Given instruction 1
List every line of the records that contains the string "head", treating uppercase and lowercase as distinct.

To complete a contact after hearing CQ, you may have to respond to that CQ call over a number of cycles before the meteor trail gods bring all those meteors into alignment so that your response reaches the person on the other end. It is not uncommon for contacts to range over 10 minutes or more. Fortunately, it is usually much less. However, this is not like a DXpedition where once you are called back the rest of the contact is over in 30 seconds.

Long Contact Span

Left: While not always typical, contacts can take 10 minutes or more to complete on days when meteor activity is low; typically contacts last over several minutes or more.

Stored entries:
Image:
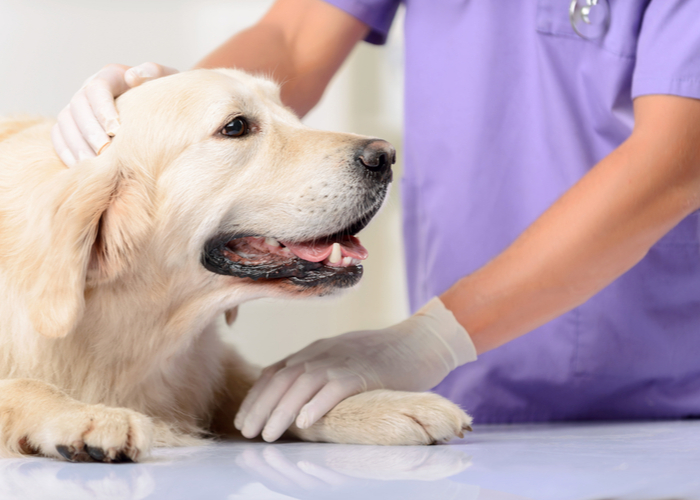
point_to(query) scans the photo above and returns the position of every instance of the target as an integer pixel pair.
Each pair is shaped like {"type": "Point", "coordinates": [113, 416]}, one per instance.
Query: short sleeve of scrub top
{"type": "Point", "coordinates": [377, 14]}
{"type": "Point", "coordinates": [668, 50]}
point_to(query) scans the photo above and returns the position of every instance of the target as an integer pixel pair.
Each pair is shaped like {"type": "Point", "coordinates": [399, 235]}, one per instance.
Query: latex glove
{"type": "Point", "coordinates": [86, 125]}
{"type": "Point", "coordinates": [414, 355]}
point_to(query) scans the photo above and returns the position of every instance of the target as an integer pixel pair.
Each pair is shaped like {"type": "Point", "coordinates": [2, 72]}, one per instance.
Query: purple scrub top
{"type": "Point", "coordinates": [506, 108]}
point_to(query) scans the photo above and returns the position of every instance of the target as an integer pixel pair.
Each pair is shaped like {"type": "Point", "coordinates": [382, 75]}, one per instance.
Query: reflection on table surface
{"type": "Point", "coordinates": [652, 460]}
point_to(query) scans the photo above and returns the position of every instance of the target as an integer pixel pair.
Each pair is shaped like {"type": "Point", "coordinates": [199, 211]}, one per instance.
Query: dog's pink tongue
{"type": "Point", "coordinates": [316, 251]}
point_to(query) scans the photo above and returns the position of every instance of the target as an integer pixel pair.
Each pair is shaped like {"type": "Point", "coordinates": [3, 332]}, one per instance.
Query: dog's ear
{"type": "Point", "coordinates": [87, 219]}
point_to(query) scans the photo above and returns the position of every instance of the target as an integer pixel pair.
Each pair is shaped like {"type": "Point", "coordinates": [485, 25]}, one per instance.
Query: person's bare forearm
{"type": "Point", "coordinates": [298, 43]}
{"type": "Point", "coordinates": [598, 230]}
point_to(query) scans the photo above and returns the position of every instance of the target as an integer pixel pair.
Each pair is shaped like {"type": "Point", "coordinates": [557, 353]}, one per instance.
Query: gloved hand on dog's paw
{"type": "Point", "coordinates": [86, 125]}
{"type": "Point", "coordinates": [414, 355]}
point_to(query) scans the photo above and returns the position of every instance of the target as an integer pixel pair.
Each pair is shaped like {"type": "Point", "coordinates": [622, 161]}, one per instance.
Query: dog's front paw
{"type": "Point", "coordinates": [390, 418]}
{"type": "Point", "coordinates": [95, 433]}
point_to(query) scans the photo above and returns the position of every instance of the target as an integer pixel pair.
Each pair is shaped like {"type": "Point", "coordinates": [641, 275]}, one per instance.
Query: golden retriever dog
{"type": "Point", "coordinates": [114, 272]}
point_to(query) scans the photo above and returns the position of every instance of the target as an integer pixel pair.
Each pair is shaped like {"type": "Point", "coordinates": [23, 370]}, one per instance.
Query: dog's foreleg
{"type": "Point", "coordinates": [39, 418]}
{"type": "Point", "coordinates": [389, 418]}
{"type": "Point", "coordinates": [238, 377]}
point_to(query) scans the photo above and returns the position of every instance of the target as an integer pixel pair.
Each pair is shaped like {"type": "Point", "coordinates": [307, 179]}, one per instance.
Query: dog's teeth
{"type": "Point", "coordinates": [336, 255]}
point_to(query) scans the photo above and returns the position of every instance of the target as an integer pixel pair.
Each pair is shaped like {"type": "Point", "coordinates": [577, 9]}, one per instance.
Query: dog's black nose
{"type": "Point", "coordinates": [378, 156]}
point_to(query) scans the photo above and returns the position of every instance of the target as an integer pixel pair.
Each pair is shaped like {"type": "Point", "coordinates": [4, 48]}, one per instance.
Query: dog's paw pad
{"type": "Point", "coordinates": [98, 434]}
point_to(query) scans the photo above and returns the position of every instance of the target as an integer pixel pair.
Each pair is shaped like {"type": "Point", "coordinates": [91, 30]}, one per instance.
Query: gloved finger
{"type": "Point", "coordinates": [88, 125]}
{"type": "Point", "coordinates": [325, 400]}
{"type": "Point", "coordinates": [305, 387]}
{"type": "Point", "coordinates": [101, 90]}
{"type": "Point", "coordinates": [60, 146]}
{"type": "Point", "coordinates": [260, 411]}
{"type": "Point", "coordinates": [254, 392]}
{"type": "Point", "coordinates": [147, 71]}
{"type": "Point", "coordinates": [74, 140]}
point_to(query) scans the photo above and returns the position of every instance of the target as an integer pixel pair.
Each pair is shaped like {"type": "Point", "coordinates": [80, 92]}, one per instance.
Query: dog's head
{"type": "Point", "coordinates": [210, 176]}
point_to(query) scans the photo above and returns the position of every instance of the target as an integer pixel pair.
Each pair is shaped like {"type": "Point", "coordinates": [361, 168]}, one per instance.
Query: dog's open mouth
{"type": "Point", "coordinates": [332, 260]}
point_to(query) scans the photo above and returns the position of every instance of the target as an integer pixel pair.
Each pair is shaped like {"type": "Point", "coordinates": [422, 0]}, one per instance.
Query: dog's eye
{"type": "Point", "coordinates": [238, 127]}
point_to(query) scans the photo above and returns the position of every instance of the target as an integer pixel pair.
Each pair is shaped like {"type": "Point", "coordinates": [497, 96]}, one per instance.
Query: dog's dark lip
{"type": "Point", "coordinates": [217, 257]}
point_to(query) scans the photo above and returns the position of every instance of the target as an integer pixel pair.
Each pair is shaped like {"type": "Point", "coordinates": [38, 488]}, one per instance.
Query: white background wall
{"type": "Point", "coordinates": [49, 47]}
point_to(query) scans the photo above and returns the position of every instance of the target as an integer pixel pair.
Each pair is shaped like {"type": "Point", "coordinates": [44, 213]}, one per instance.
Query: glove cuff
{"type": "Point", "coordinates": [446, 327]}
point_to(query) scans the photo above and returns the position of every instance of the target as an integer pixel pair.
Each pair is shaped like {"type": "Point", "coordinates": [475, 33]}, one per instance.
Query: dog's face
{"type": "Point", "coordinates": [211, 191]}
{"type": "Point", "coordinates": [242, 189]}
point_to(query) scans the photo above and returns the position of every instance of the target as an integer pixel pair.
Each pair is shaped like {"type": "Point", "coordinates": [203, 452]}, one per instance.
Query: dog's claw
{"type": "Point", "coordinates": [64, 452]}
{"type": "Point", "coordinates": [96, 453]}
{"type": "Point", "coordinates": [72, 454]}
{"type": "Point", "coordinates": [123, 458]}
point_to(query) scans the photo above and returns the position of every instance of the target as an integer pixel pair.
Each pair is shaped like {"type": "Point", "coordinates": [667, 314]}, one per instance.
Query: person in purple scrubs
{"type": "Point", "coordinates": [551, 187]}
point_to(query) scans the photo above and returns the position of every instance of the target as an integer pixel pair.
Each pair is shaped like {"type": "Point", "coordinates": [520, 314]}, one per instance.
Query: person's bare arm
{"type": "Point", "coordinates": [299, 43]}
{"type": "Point", "coordinates": [599, 229]}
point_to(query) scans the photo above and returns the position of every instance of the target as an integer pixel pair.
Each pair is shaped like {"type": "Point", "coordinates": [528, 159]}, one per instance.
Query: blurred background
{"type": "Point", "coordinates": [48, 48]}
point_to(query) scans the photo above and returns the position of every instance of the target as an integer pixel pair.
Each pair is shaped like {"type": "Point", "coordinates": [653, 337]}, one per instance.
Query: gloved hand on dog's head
{"type": "Point", "coordinates": [414, 355]}
{"type": "Point", "coordinates": [85, 126]}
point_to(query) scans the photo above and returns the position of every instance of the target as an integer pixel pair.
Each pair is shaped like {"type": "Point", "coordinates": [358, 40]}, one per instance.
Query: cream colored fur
{"type": "Point", "coordinates": [107, 316]}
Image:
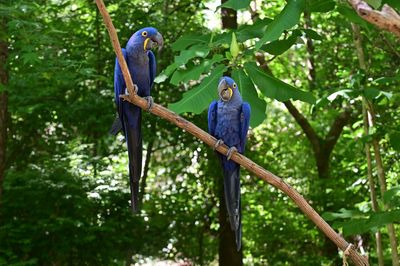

Given instruction 2
Rewrite the passage on meteor contacts above, beginning at the words "Left: While not" and stopping after "several minutes or more.", and substitute "solar activity" for "meteor activity".

Written reply 1
Query: dog's head
Query: gloved hand on dog's head

Written reply 2
Left: While not always typical, contacts can take 10 minutes or more to complete on days when solar activity is low; typically contacts last over several minutes or more.